EXERCISE PROMPT:
Below are the records to retype. Keep every character exactly and leave out the pictures.

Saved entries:
↓
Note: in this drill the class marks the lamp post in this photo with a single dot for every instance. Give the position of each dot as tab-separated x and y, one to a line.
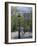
19	25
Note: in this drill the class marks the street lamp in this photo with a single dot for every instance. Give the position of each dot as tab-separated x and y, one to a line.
19	25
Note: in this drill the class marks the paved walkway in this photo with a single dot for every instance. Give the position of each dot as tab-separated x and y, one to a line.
14	35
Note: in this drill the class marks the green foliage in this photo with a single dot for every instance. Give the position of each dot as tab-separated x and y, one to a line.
15	20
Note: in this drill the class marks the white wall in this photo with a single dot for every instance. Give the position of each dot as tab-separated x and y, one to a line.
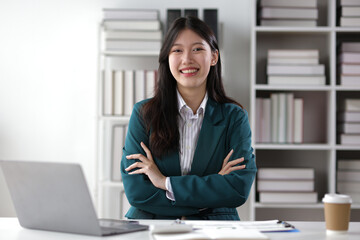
48	73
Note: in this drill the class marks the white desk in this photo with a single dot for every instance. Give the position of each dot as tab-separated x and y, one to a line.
11	230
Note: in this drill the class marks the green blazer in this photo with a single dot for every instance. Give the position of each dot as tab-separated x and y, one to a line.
203	194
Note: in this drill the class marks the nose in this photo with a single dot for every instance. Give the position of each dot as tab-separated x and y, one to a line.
187	57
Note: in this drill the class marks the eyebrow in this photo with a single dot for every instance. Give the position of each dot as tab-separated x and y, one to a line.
195	43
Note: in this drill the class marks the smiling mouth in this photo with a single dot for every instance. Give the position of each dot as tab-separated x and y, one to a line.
189	70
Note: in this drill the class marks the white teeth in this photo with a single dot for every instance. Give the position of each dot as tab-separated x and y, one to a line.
189	71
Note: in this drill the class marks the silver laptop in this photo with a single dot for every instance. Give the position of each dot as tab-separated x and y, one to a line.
55	197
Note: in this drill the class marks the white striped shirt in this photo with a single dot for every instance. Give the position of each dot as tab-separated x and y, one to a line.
189	130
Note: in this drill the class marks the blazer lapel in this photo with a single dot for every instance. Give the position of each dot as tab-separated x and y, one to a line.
209	131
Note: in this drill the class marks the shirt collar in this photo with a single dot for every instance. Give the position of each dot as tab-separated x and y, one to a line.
182	103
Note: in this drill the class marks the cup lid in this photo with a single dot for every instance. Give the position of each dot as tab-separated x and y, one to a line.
336	198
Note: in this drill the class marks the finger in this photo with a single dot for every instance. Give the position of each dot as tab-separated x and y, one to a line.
137	156
147	151
228	157
234	169
234	162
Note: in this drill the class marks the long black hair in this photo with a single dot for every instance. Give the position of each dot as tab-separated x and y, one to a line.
161	112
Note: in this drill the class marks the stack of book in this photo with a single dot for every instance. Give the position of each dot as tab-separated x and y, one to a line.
348	178
349	13
123	88
295	67
210	17
117	144
295	13
349	122
349	63
286	185
132	30
280	119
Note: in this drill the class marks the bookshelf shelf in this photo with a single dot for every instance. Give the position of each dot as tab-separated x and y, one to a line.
293	146
297	206
320	148
266	87
316	30
131	53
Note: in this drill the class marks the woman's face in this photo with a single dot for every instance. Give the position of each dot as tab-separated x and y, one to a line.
190	59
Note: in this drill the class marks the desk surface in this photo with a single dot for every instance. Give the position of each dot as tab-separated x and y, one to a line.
11	230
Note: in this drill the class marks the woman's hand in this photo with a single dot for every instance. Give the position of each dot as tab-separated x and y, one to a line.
228	167
147	166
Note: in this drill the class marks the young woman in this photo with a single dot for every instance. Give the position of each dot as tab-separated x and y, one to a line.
188	150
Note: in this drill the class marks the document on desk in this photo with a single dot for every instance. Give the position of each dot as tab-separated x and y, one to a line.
262	226
215	233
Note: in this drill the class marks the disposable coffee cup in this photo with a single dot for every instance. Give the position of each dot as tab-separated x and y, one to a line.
337	213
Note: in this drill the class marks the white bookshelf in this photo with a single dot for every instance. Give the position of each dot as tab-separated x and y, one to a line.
110	196
320	149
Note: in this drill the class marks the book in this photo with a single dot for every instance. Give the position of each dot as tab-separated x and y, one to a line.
316	80
266	121
288	197
130	14
119	92
353	116
133	25
351	69
289	3
190	12
293	60
258	122
286	173
118	140
350	11
150	83
281	118
298	120
285	185
350	139
349	164
350	80
210	17
293	69
348	176
350	2
349	128
139	85
288	23
350	21
108	92
133	35
351	104
172	15
274	117
348	186
289	117
141	45
288	13
349	57
350	47
293	53
128	92
355	197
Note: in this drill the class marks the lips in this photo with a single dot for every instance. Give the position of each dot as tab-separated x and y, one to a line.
↑
RESULT:
Note: in this drill the class marks the lamp post in this photo with a single dot for every instance. Give the position of each dot as tab-separated x and y, one to a line.
19	25
Note: in this drill the class marks the street lamp in this photo with a single dot for every instance. Give the position of each dot as tab-separated x and y, one to a line.
19	25
Note: in this drill the class marks the paved walkway in this photo with a single dot for every instance. Give the position of each dot as tab-separated x and y, one to a line.
14	35
Note: in this drill the class marks the green foliage in this photo with a single dot for every instance. Give the position of each dot as tab-separated x and y, one to a line.
15	20
Note: in this drill the class marks the white wall in this photo with a single dot for every instance. Give the position of each dot as tab-separated x and y, one to a line.
48	73
Note: in this drill the class marks the white desk in this photo with a single dot for every instance. Give the position of each dot as tab-separated x and y, one to a line.
11	230
Note: in this drill the class marks the green blazer in this photo with a single dot for every instance. Give the position of each dot as tab-separated x and y, one to a line.
203	194
Note: in this drill the class marks the nose in this photo with a single dot for every instance. Give the position of each dot as tab-separated x and y, one to a line.
187	57
Note: in this drill the class marks the eyebrow in this photo with a single dot for every instance. Give the position of each dot as tab-separated x and y, one to a line.
195	43
Note: in this drill the class marks the smiling mouth in this photo with a single dot for every instance. Give the position of each dot as tab-separated x and y, one to a line.
189	70
Note: in this drill the class marks the white teeth in this photo with a single dot for every instance. Give the position of each dot as tab-separated x and y, one to a line.
189	71
Note: in this drill the class marks the silver laptop in this photo with a single dot for every instance. Give the position of each dot as tab-separated x and y, one to a line.
55	197
Note: in this drill the class marks the white striped shirt in this photo with a single dot for every instance. Give the position of each dot as tab-separated x and y, one to a line.
189	130
Note: in this drill the class marks the blazer lapel in this photo with a single dot for every instance. Give the position of each dot as tab-separated x and y, one to a line.
209	131
Note: in this drill the class marks the shirt collar in this photo with a single dot for every instance. Give the position of each dot as tab-separated x and y, one to a line.
182	103
Note: in this drill the class marks the cup lid in this photo with a single dot for every instance. Give the position of each dot as tab-separated x and y, one to a line.
336	198
Note: in this drill the class marks the finger in this photo with a single dot for every instance. Give the position of each dot as tab-separated x and y, one to a line.
137	156
147	151
228	157
234	169
234	162
Note: in this drill the class marks the long black hair in this photo with a single dot for every instance. Give the position of each dot as tab-separated x and y, one to a line.
161	112
Note: in this drill the class marks the stack of book in this photo with a single dot for every instance. Give the position of each dot as tab-separated x and y, one to a line.
348	178
349	13
123	88
295	67
210	17
117	144
295	13
349	122
349	63
286	185
132	30
280	119
Note: in this drill the class marks the bookshelf shelf in this photo with a single dot for every instance. Give the position of each dot as tab-separated x and y, one to a line.
293	146
297	206
320	148
266	87
316	30
131	53
Note: in this drill the class marks the woman's face in this photo with a single dot for every instance. Give the position of each dot as tab-separated x and y, one to a line.
190	59
Note: in this drill the class marks the desk surface in this photo with a single dot for every instance. Give the position of each dot as tab-separated x and y, one to a line.
11	230
Note: in this drill the class marks the woman's hand in this photo with a single dot for every instance. Give the position of each dot as tab-separated x and y, one to a line.
228	167
147	166
Note: in this drill the class marks the young woman in this photo with a single dot for every instance. Give the position of each dot as tab-separated x and y, one to a line.
188	150
Note: in this drill the class marks the document on desk in this photo with a single dot for every instance. Give the position of each dot as tab-separated x and y, one to a line.
262	226
215	233
Note: in this drill the class marks the disposable coffee cup in this photo with a single dot for every instance. Give the position of each dot as tab-separated x and y, one to a line.
337	213
Note: in this drill the class marks the white bookshelf in this photo with a single dot for every instance. Give the position of each dot as tab-separated x and y, one to a line.
110	196
320	149
Note: in this drill the class marks the book in this photo with a single dot for every instance. Give the position of each dot as tab-separated x and y, one to a line.
316	80
266	121
288	197
130	14
119	92
353	116
133	25
351	69
289	3
190	12
293	60
258	122
286	173
118	140
350	11
150	83
281	118
298	120
285	185
350	139
349	164
350	80
210	17
293	69
348	176
350	2
349	128
139	85
288	23
350	21
108	92
133	35
351	104
172	15
274	117
348	186
289	117
141	45
288	13
349	57
350	47
293	53
128	92
355	197
Note: in this drill the class marks the lips in this photo with a single dot for every instance. Give the position of each dot as tab-separated x and y, one to a line.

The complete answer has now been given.